> [Passage to read]:
.....
Breast implants: Update on TGA monitoring of anaplastic large cell lymphoma

Related information

Safety advisory

27 September 2016

Consumers and health professionals are advised that the TGA has continued to monitor the association between anaplastic large cell lymphoma (ALCL) and breast implants since we published a safety communication regarding this issue on 27 January 2011.

Overall, the TGA continues to support the advice provided in the 2011 web statement. The current rate of ALCL associated with breast implants remains very low. Women with breast implants should continue to routinely monitor their breast implants and consult their implanting surgeon if they have any concerns.

The TGA has received 23 reports of breast implant-associated ALCL since 2011.

At this time, the TGA does not recommend preventative breast implant removal in patients without symptoms or other abnormality.

Ongoing activities conducted by the TGA since 2011 have included:

  • monitoring of reports made to the TGA and rates of ALCL associated with breast implants
  • review of published literature in peer-reviewed journals
  • communication with specialist groups, including a review by the Advisory Committee on the Safety of Medical Devices
  • monitoring of developments overseas, including:
    • statements made by international regulators
    • monitoring developments both nationally and internationally to set up breast implant registers
    • seeking involvement in international working groups.

Review by the Advisory Committee on the Safety of Medical Devices

The Advisory Committee on the Safety of Medical Devices met in April 2015 to discuss the issue of ALCL associated with breast implants. This discussion included two key publications that appeared in early 2015.

Overall, the committee did not suggest any further investigations or actions apart from the ongoing monitoring activities undertaken by the TGA (as listed above).

The committee said the apparent relationship between breast implants and ALCL was very small, and the committee offered no suggestions on how to further reduce this risk.

The committee said the TGA's current advice that ALCL is a very rare complication of breast implants should be maintained.

Information for consumers

If you or someone you provide care for has breast implants, please be aware of this issue, but note that the apparent risk of developing ALCL is very small.

There is no need to change your planned medical care or follow-up if you have not noticed any changes or symptoms that concern you.

Consumers are encouraged to seek medical attention if they have any concerns or notice any changes, abnormalities or symptoms within the breast.

Please report any suspected or confirmed cases of ALCL to the TGA.

Information for health professionals

If you are treating a patient who has breast implants, please be alerted to this issue.

ALCL is a very rare condition that is most frequently identified in patients undergoing implant revision for late onset persistent seroma.

As stated by the FDA (see the 'Additional information' section below), consider the possibility of ALCL when you have a patient with late onset, persistent seroma, capsular contracture or masses adjacent to the breast implant.

When ALCL is suspected or when testing for ALCL, consult an anatomical pathologist for appropriate further analysis to establish this diagnosis, which may include cytological examination of seroma fluid and immunohistochemistry testing.

Report any suspected and confirmed cases of ALCL in women with breast implants to the TGA.

Additional information

Reporting problems

Consumers and health professionals are encouraged to report problems with medical devices. Your report will contribute to the TGA's monitoring of these products. For more information see the TGA Incident Reporting and Investigation Scheme (IRIS).

The TGA cannot give advice about an individual's medical condition. You are strongly encouraged to talk with a health professional if you are concerned about a possible adverse event associated with a medical device.
.....
> [Recorded data]:
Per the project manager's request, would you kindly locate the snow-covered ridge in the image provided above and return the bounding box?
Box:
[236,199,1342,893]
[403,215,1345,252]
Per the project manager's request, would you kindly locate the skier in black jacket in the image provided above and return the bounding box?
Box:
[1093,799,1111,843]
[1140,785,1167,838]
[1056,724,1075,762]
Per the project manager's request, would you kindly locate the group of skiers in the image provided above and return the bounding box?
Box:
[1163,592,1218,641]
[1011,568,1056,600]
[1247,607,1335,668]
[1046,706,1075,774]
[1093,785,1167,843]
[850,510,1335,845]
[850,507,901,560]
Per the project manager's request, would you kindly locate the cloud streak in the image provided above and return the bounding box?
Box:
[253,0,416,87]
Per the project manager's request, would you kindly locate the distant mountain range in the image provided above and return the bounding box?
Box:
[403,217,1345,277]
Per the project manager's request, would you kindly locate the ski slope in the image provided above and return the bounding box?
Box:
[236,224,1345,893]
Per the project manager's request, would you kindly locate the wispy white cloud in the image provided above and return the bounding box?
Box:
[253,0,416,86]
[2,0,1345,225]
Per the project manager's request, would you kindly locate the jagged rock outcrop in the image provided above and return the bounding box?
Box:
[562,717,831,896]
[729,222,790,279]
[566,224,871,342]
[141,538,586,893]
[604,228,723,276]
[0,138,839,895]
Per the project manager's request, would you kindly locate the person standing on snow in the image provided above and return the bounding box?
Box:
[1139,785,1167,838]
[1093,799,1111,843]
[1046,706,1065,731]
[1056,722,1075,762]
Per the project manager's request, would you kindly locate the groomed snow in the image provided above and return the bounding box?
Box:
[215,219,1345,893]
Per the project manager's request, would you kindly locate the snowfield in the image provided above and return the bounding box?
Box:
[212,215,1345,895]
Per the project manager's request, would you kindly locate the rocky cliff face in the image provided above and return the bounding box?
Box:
.....
> [Activities]:
A - Write out the part of the breast implant advisory between "There is no" and "to this issue.", inclusive.
B - Based on the breast implant advisory, state whether each statement below agrees with it, answering yes or no and quoting the words that decide it: (i) The TGA has received 23 reports of breast implant-associated ALCL since 2011. (ii) The TGA recommends preventative removal of breast implants in patients without symptoms. (iii) The Advisory Committee on the Safety of Medical Devices met in April 2015 to discuss ALCL associated with breast implants.
C - Summarize the breast implant advisory in two sentences.

> [Solution list]:
A -
There is no need to change your planned medical care or follow-up if you have not noticed any changes or symptoms that concern you.

Consumers are encouraged to seek medical attention if they have any concerns or notice any changes, abnormalities or symptoms within the breast.

Please report any suspected or confirmed cases of ALCL to the TGA.

Information for health professionals

If you are treating a patient who has breast implants, please be alerted to this issue.

B -
(i) Yes: "The TGA has received 23 reports of breast implant-associated ALCL since 2011."
(ii) No: "At this time, the TGA does not recommend preventative breast implant removal in patients without symptoms or other abnormality."
(iii) Yes: "The Advisory Committee on the Safety of Medical Devices met in April 2015 to discuss the issue of ALCL associated with breast implants."

C - The TGA has continued to monitor the association between anaplastic large cell lymphoma (ALCL) and breast implants since 2011, and it reports that the rate remains very low, with 23 reports received, and does not recommend preventative implant removal in patients without symptoms. An advisory committee agreed that ALCL should still be described as a very rare complication, and consumers and health professionals are advised to watch for changes or symptoms such as late onset persistent seroma and to report suspected or confirmed cases to the TGA.